-- Opening Marker --
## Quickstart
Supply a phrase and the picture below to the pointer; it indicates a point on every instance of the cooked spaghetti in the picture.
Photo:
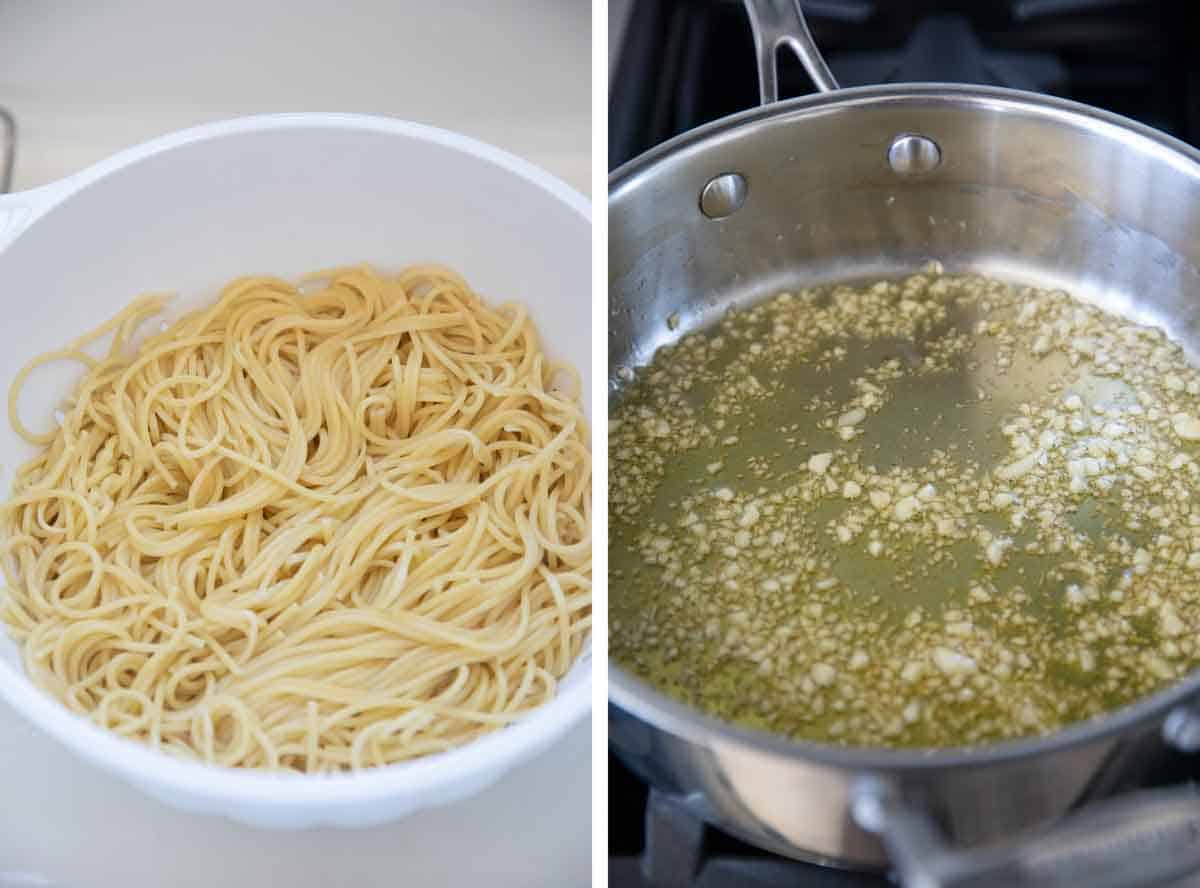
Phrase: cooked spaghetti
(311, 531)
-- Closing Marker --
-- Opening Marker --
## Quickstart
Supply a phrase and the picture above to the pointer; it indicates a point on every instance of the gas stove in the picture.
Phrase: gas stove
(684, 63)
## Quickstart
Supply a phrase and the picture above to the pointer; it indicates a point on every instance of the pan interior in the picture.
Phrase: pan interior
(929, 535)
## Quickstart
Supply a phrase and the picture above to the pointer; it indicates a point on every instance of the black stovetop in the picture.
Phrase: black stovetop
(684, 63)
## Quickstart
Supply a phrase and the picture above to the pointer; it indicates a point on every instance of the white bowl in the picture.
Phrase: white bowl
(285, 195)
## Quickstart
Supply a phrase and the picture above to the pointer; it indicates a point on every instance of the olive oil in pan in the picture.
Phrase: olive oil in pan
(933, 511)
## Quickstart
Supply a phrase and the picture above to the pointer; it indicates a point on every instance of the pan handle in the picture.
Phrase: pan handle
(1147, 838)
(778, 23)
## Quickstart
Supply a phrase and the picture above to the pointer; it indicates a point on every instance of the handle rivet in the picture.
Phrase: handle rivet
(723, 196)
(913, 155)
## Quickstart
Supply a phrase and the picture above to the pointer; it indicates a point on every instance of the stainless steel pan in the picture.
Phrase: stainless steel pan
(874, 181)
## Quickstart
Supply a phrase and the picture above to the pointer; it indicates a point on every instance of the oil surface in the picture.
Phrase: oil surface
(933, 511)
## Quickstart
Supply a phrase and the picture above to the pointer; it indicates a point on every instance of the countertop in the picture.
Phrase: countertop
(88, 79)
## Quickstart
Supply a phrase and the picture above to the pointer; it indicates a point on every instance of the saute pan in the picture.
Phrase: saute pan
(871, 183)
-- Closing Marker --
**Instructions to follow:** All lines above from the one holding "stove in the picture." to the one holding "rivet in the picture.", inclusive, are to be copied exactly; no other line is wanted.

**Output for this task:**
Supply a phrase and the picture above to the pointer; it indicates a point on every instance of the gas stove in the picture.
Phrase: gas stove
(684, 63)
## Quickstart
Supply a phrase and the picture above to the pointer; it indicates a point on every instance of the pan interior in the picture.
Phrase: pan interior
(929, 535)
## Quickstart
Supply a phrase and the picture above to the pointer; it indicates a point on every instance of the black stovetop in the picture.
Phrase: black stovetop
(684, 63)
## Quickstart
Supply a phrase and the picture above to the pointer; it indicates a point on every instance of the white bowl in the picture.
Phrase: white bowl
(285, 195)
## Quickstart
Supply a phrase and the picture above to the pointer; it indicates a point on every instance of the olive oil in pan in the picture.
Phrase: olive oil in pan
(933, 511)
## Quickstart
Supply a phrase and the picture above to the pointer; it indicates a point on every instance of the pan handle in the picture.
Phrase: pan handle
(1147, 838)
(778, 23)
## Quickstart
Supply a phrase and the picture above to the pointer; it indicates a point on every instance of the handle rivet in the picture.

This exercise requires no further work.